Please reproduce all of the lines below, word for word and in full.

▸ INPUT

········

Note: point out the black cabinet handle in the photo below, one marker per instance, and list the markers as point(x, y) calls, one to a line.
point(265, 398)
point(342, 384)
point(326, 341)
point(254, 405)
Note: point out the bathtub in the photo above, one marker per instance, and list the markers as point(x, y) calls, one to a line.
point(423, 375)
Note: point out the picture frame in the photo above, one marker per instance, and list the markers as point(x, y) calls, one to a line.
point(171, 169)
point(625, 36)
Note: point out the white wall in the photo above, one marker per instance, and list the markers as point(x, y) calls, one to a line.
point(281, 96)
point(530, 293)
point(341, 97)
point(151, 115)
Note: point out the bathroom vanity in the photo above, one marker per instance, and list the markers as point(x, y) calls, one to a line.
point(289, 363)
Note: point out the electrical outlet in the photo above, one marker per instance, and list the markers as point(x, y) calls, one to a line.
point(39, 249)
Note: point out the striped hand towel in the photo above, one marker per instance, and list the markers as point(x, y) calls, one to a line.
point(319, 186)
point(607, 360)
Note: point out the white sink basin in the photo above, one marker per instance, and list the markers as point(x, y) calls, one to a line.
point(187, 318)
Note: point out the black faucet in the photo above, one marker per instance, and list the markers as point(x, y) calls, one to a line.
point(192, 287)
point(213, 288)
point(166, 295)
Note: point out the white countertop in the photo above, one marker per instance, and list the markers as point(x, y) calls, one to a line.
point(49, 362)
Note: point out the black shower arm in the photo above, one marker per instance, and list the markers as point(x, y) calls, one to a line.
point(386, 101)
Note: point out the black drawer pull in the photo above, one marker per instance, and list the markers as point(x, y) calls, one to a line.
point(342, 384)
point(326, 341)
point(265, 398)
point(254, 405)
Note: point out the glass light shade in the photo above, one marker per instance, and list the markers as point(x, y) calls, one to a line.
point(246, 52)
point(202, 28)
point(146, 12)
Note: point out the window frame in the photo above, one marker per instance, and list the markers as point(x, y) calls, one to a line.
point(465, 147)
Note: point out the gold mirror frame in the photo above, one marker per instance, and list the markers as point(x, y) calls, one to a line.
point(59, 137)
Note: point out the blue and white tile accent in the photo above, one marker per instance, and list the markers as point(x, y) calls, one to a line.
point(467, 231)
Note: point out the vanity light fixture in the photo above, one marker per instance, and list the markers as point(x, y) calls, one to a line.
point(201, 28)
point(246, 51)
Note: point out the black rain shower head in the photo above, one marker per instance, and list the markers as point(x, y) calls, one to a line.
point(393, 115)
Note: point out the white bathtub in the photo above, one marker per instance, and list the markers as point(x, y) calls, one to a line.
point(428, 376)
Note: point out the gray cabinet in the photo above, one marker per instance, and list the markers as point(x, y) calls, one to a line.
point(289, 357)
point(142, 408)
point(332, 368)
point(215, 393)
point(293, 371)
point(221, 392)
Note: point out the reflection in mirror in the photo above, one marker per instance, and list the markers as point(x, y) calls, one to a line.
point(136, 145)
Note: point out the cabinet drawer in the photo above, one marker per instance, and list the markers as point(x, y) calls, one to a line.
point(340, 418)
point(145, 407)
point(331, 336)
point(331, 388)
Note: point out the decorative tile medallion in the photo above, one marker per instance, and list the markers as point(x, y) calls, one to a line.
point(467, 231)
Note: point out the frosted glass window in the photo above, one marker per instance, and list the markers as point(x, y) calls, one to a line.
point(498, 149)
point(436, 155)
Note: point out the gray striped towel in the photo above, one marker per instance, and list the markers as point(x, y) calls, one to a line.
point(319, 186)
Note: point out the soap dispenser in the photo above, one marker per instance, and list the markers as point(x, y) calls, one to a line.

········

▸ RESULT
Note: point out the black cabinet handle in the photo below, one marker per instance, and list the markers as point(x, y) calls, one to a line.
point(265, 398)
point(342, 384)
point(326, 341)
point(254, 405)
Note: point out the bathtub in the photo above, one marker per instance, and list the markers as point(x, y) calls, one to a line.
point(423, 375)
Note: point out the picture frame in the photo above, one marker per instance, and list the markers as point(x, y) calls, one to a line.
point(171, 169)
point(625, 36)
Note: point out the white wall in the photo above, one marker per instance, and list the markers as point(x, y) calls, one to a line.
point(281, 96)
point(530, 293)
point(341, 97)
point(151, 115)
Note: point out the bathroom vanity in the photo above, one marker per instance, and list the markers as point(x, y) calls, one to a line.
point(289, 363)
Note: point out the electrical outlet in the photo above, one marker per instance, and list the markers as point(x, y) calls, one to a line.
point(39, 249)
Note: point out the striped hand towel in the photo above, one marker per instance, and list the markers as point(x, y) calls, one to a line.
point(319, 186)
point(607, 360)
Note: point out the white sink basin in the photo above, one marker per instance, and list the markers as point(x, y) calls, one to a line.
point(187, 318)
Note: point out the black faucet in the photo above, one marker per instance, and list the markers as point(x, y) calls, one to a line.
point(192, 287)
point(213, 288)
point(166, 295)
Note: point out the white countertop in the photo above, one marker per instance, and list the markers as point(x, y) calls, one to a line.
point(49, 362)
Note: point out the black shower arm in the photo above, one marker per instance, and list the markers as point(x, y) calls, one to a line.
point(386, 101)
Note: point out the black drawer pull in the photo above, one marker per instance, and list the markers as point(x, y) calls, one to a line.
point(342, 384)
point(326, 341)
point(265, 398)
point(254, 405)
Note: point out the glass light shade in the photo above, one marker per instance, and list the markers as point(x, y) calls, one to a line.
point(246, 52)
point(202, 28)
point(146, 12)
Note: point out the window frame in the photo above, one marker per instance, and list the markers as point(x, y) calls, one to a line.
point(465, 147)
Note: point out the gold mirror frame in the photo above, one marker per instance, and list the markers as point(x, y) calls, one to a line.
point(59, 137)
Note: point out the blue and white tile accent in the photo above, one marker per instance, and list the markers as point(x, y) calls, one to a line.
point(467, 231)
Note: point out the vanity light fixture in the photo above, one marker per instance, and list the markers as point(x, y) calls, one to a line.
point(201, 28)
point(246, 51)
Note: point out the black rain shower head in the photo above, one marker per instance, and list the markers as point(x, y) calls, one to a line.
point(393, 115)
Note: point out the white bathtub in the photo above, one marker per instance, and list the markers as point(x, y) calls, one to a line.
point(428, 376)
Note: point out the gray cabinet in the photo above, one marker per instance, and list the markers as point(x, y) calls, one to a line.
point(289, 357)
point(142, 408)
point(332, 368)
point(215, 393)
point(293, 371)
point(221, 392)
Note: point out the reflection in mirror in the photo above, one marker per instance, and list the markers as point(x, y) calls, one to a line.
point(136, 145)
Note: point out the cabinet drawer in the photo above, one marker per instance, and list the markers as point(x, y) calls, one to a line.
point(340, 418)
point(145, 407)
point(331, 336)
point(331, 388)
Note: point out the decorative tile medallion in the photo above, one marker per instance, and list the markers as point(x, y) calls, one to a line.
point(467, 231)
Note: point out the frosted glass window in the photo above, one marker per instance, and list the markers as point(x, y) calls, one to a line.
point(498, 149)
point(436, 155)
Note: point out the gray striped towel in the photo above, one marker per instance, and list the markers as point(x, y) calls, one to a line.
point(319, 186)
Note: point out the soap dispenser in the photo above, one marker per instance, and list the markers as point(x, y) calls, one to a line.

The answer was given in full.